- **Prompt**
Each line of the material that mentions the word "front" is to be copied.

- **Supplied material**
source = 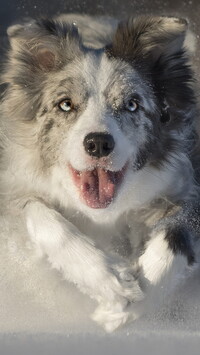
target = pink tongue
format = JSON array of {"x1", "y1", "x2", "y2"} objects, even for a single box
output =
[{"x1": 80, "y1": 168, "x2": 115, "y2": 208}]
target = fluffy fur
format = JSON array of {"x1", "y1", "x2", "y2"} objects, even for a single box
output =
[{"x1": 0, "y1": 14, "x2": 200, "y2": 332}]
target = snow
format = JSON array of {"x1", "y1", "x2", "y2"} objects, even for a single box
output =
[{"x1": 1, "y1": 214, "x2": 200, "y2": 354}]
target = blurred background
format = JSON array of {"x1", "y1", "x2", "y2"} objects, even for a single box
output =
[
  {"x1": 0, "y1": 0, "x2": 200, "y2": 34},
  {"x1": 0, "y1": 0, "x2": 200, "y2": 68}
]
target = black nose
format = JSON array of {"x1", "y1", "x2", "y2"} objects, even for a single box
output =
[{"x1": 83, "y1": 132, "x2": 115, "y2": 158}]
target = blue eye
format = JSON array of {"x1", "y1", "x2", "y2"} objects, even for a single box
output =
[
  {"x1": 126, "y1": 99, "x2": 138, "y2": 112},
  {"x1": 58, "y1": 99, "x2": 74, "y2": 112}
]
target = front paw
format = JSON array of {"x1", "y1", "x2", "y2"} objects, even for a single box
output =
[
  {"x1": 91, "y1": 280, "x2": 142, "y2": 333},
  {"x1": 91, "y1": 261, "x2": 144, "y2": 332},
  {"x1": 92, "y1": 303, "x2": 130, "y2": 333},
  {"x1": 108, "y1": 260, "x2": 144, "y2": 303}
]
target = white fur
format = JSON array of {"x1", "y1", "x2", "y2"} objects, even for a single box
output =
[
  {"x1": 139, "y1": 230, "x2": 197, "y2": 292},
  {"x1": 139, "y1": 231, "x2": 177, "y2": 285},
  {"x1": 25, "y1": 200, "x2": 143, "y2": 332}
]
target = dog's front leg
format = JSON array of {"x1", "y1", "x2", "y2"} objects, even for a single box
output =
[
  {"x1": 139, "y1": 224, "x2": 197, "y2": 302},
  {"x1": 24, "y1": 199, "x2": 143, "y2": 332}
]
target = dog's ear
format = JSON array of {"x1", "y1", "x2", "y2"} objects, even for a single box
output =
[
  {"x1": 108, "y1": 16, "x2": 190, "y2": 64},
  {"x1": 108, "y1": 16, "x2": 195, "y2": 111},
  {"x1": 7, "y1": 19, "x2": 82, "y2": 72}
]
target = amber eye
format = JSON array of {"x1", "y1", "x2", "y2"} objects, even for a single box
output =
[
  {"x1": 58, "y1": 99, "x2": 74, "y2": 112},
  {"x1": 126, "y1": 99, "x2": 138, "y2": 112}
]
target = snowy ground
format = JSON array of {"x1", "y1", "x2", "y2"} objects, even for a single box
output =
[{"x1": 1, "y1": 214, "x2": 200, "y2": 354}]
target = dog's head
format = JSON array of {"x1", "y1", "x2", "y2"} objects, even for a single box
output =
[{"x1": 2, "y1": 16, "x2": 196, "y2": 222}]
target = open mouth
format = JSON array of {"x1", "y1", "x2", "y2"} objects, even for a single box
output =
[{"x1": 69, "y1": 164, "x2": 127, "y2": 209}]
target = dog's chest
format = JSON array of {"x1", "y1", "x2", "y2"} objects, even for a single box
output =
[{"x1": 65, "y1": 210, "x2": 152, "y2": 259}]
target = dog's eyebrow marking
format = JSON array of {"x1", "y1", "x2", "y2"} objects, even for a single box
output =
[
  {"x1": 58, "y1": 77, "x2": 88, "y2": 91},
  {"x1": 56, "y1": 92, "x2": 71, "y2": 99},
  {"x1": 58, "y1": 78, "x2": 74, "y2": 87},
  {"x1": 55, "y1": 77, "x2": 89, "y2": 102}
]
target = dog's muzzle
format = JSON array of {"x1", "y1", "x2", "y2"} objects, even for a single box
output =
[{"x1": 68, "y1": 132, "x2": 127, "y2": 209}]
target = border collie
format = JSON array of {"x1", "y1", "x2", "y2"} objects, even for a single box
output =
[{"x1": 1, "y1": 14, "x2": 200, "y2": 332}]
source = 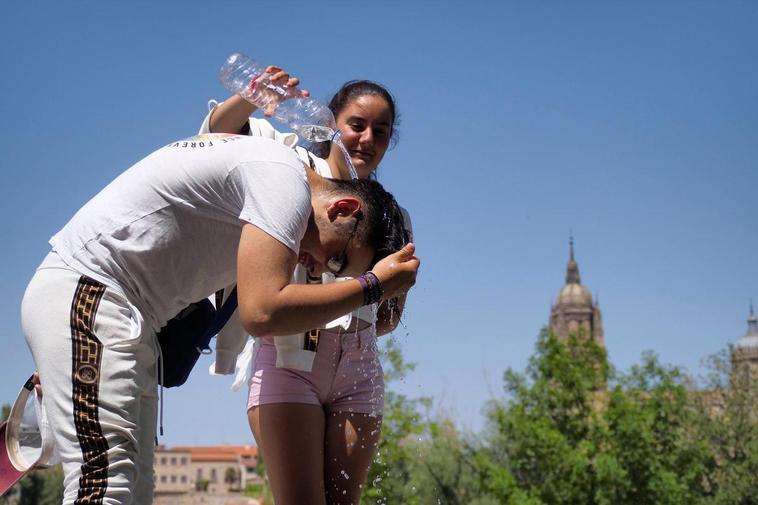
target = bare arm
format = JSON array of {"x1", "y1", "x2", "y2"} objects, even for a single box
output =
[
  {"x1": 208, "y1": 94, "x2": 259, "y2": 134},
  {"x1": 237, "y1": 224, "x2": 418, "y2": 336}
]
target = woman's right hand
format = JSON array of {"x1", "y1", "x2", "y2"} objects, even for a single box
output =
[
  {"x1": 258, "y1": 65, "x2": 310, "y2": 117},
  {"x1": 210, "y1": 65, "x2": 310, "y2": 134},
  {"x1": 371, "y1": 243, "x2": 420, "y2": 300}
]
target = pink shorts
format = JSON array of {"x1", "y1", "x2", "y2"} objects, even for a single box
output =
[{"x1": 247, "y1": 327, "x2": 384, "y2": 416}]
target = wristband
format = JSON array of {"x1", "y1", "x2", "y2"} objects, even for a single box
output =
[
  {"x1": 356, "y1": 274, "x2": 370, "y2": 305},
  {"x1": 365, "y1": 271, "x2": 383, "y2": 305},
  {"x1": 357, "y1": 271, "x2": 384, "y2": 306}
]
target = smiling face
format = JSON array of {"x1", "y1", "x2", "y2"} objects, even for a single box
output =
[{"x1": 333, "y1": 95, "x2": 394, "y2": 179}]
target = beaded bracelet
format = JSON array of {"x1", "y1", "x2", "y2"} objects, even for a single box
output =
[{"x1": 357, "y1": 271, "x2": 384, "y2": 305}]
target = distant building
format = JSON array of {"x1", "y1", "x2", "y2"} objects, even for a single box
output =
[
  {"x1": 549, "y1": 237, "x2": 605, "y2": 348},
  {"x1": 154, "y1": 448, "x2": 193, "y2": 494},
  {"x1": 698, "y1": 303, "x2": 758, "y2": 417},
  {"x1": 154, "y1": 444, "x2": 260, "y2": 497},
  {"x1": 732, "y1": 302, "x2": 758, "y2": 378},
  {"x1": 544, "y1": 237, "x2": 758, "y2": 419}
]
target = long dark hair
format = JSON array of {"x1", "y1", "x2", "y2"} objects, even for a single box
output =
[{"x1": 310, "y1": 80, "x2": 400, "y2": 159}]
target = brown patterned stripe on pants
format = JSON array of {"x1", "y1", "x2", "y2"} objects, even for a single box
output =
[{"x1": 70, "y1": 276, "x2": 108, "y2": 504}]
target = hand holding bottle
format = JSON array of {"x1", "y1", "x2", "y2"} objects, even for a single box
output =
[
  {"x1": 247, "y1": 64, "x2": 310, "y2": 117},
  {"x1": 219, "y1": 53, "x2": 336, "y2": 141}
]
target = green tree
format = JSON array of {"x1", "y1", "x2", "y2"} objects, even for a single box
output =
[
  {"x1": 479, "y1": 329, "x2": 608, "y2": 504},
  {"x1": 14, "y1": 466, "x2": 63, "y2": 505},
  {"x1": 691, "y1": 349, "x2": 758, "y2": 504},
  {"x1": 407, "y1": 419, "x2": 500, "y2": 505},
  {"x1": 224, "y1": 466, "x2": 241, "y2": 489},
  {"x1": 34, "y1": 466, "x2": 64, "y2": 505},
  {"x1": 245, "y1": 447, "x2": 273, "y2": 502},
  {"x1": 479, "y1": 328, "x2": 712, "y2": 505},
  {"x1": 598, "y1": 351, "x2": 710, "y2": 504},
  {"x1": 16, "y1": 473, "x2": 44, "y2": 505},
  {"x1": 361, "y1": 337, "x2": 433, "y2": 505}
]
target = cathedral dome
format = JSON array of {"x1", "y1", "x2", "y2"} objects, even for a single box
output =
[
  {"x1": 548, "y1": 236, "x2": 605, "y2": 348},
  {"x1": 554, "y1": 238, "x2": 593, "y2": 308},
  {"x1": 557, "y1": 282, "x2": 593, "y2": 307},
  {"x1": 736, "y1": 303, "x2": 758, "y2": 350}
]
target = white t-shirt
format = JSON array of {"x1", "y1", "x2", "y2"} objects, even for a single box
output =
[
  {"x1": 199, "y1": 104, "x2": 413, "y2": 374},
  {"x1": 50, "y1": 134, "x2": 310, "y2": 333},
  {"x1": 198, "y1": 106, "x2": 374, "y2": 327}
]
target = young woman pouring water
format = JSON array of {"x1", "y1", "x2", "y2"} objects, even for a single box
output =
[{"x1": 202, "y1": 66, "x2": 412, "y2": 504}]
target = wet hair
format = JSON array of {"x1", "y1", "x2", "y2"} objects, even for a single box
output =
[
  {"x1": 326, "y1": 177, "x2": 410, "y2": 267},
  {"x1": 310, "y1": 80, "x2": 400, "y2": 159}
]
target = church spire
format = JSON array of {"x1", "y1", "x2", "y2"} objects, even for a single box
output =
[
  {"x1": 569, "y1": 234, "x2": 575, "y2": 261},
  {"x1": 747, "y1": 299, "x2": 758, "y2": 337},
  {"x1": 565, "y1": 235, "x2": 581, "y2": 285},
  {"x1": 549, "y1": 234, "x2": 605, "y2": 354}
]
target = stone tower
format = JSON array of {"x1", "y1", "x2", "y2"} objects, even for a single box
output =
[
  {"x1": 733, "y1": 302, "x2": 758, "y2": 377},
  {"x1": 549, "y1": 238, "x2": 605, "y2": 348}
]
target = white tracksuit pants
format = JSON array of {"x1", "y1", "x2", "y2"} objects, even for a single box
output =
[{"x1": 21, "y1": 253, "x2": 158, "y2": 504}]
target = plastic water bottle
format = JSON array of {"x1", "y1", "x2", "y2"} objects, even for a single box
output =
[{"x1": 219, "y1": 52, "x2": 336, "y2": 142}]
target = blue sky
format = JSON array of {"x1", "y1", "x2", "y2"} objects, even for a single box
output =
[{"x1": 1, "y1": 1, "x2": 756, "y2": 444}]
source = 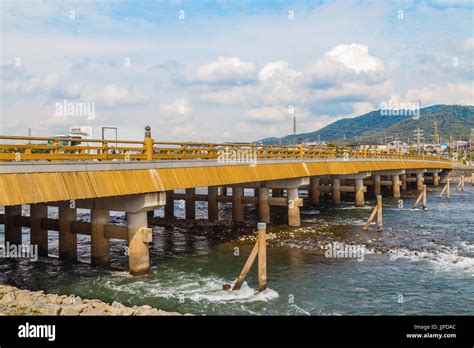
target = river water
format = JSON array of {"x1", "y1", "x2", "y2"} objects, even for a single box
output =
[{"x1": 0, "y1": 185, "x2": 473, "y2": 315}]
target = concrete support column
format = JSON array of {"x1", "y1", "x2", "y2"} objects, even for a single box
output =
[
  {"x1": 232, "y1": 187, "x2": 244, "y2": 222},
  {"x1": 58, "y1": 205, "x2": 77, "y2": 262},
  {"x1": 91, "y1": 209, "x2": 110, "y2": 266},
  {"x1": 30, "y1": 205, "x2": 48, "y2": 256},
  {"x1": 165, "y1": 190, "x2": 174, "y2": 219},
  {"x1": 5, "y1": 205, "x2": 22, "y2": 246},
  {"x1": 272, "y1": 188, "x2": 282, "y2": 198},
  {"x1": 433, "y1": 172, "x2": 439, "y2": 187},
  {"x1": 185, "y1": 188, "x2": 196, "y2": 219},
  {"x1": 258, "y1": 188, "x2": 270, "y2": 223},
  {"x1": 208, "y1": 186, "x2": 218, "y2": 221},
  {"x1": 127, "y1": 211, "x2": 150, "y2": 275},
  {"x1": 416, "y1": 173, "x2": 424, "y2": 192},
  {"x1": 355, "y1": 179, "x2": 365, "y2": 207},
  {"x1": 332, "y1": 178, "x2": 341, "y2": 205},
  {"x1": 287, "y1": 188, "x2": 300, "y2": 227},
  {"x1": 310, "y1": 177, "x2": 320, "y2": 206},
  {"x1": 373, "y1": 175, "x2": 381, "y2": 196},
  {"x1": 392, "y1": 175, "x2": 401, "y2": 198},
  {"x1": 400, "y1": 174, "x2": 407, "y2": 193}
]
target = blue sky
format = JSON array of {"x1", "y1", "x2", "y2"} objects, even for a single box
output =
[{"x1": 1, "y1": 0, "x2": 473, "y2": 141}]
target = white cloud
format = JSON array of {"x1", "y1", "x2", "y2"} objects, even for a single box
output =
[
  {"x1": 79, "y1": 84, "x2": 149, "y2": 107},
  {"x1": 326, "y1": 44, "x2": 385, "y2": 73},
  {"x1": 245, "y1": 106, "x2": 294, "y2": 124},
  {"x1": 405, "y1": 83, "x2": 474, "y2": 106},
  {"x1": 2, "y1": 73, "x2": 60, "y2": 94},
  {"x1": 305, "y1": 43, "x2": 386, "y2": 87},
  {"x1": 463, "y1": 37, "x2": 474, "y2": 52},
  {"x1": 196, "y1": 57, "x2": 256, "y2": 84},
  {"x1": 158, "y1": 98, "x2": 193, "y2": 123}
]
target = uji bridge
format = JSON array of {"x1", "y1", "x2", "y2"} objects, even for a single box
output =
[{"x1": 0, "y1": 128, "x2": 453, "y2": 274}]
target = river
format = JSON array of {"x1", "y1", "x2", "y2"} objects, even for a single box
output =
[{"x1": 0, "y1": 185, "x2": 472, "y2": 315}]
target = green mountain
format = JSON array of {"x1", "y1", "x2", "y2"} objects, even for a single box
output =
[{"x1": 259, "y1": 105, "x2": 474, "y2": 145}]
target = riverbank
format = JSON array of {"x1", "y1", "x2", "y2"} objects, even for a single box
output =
[{"x1": 0, "y1": 284, "x2": 184, "y2": 316}]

- **Task answer**
target = front paw
target = dog's front leg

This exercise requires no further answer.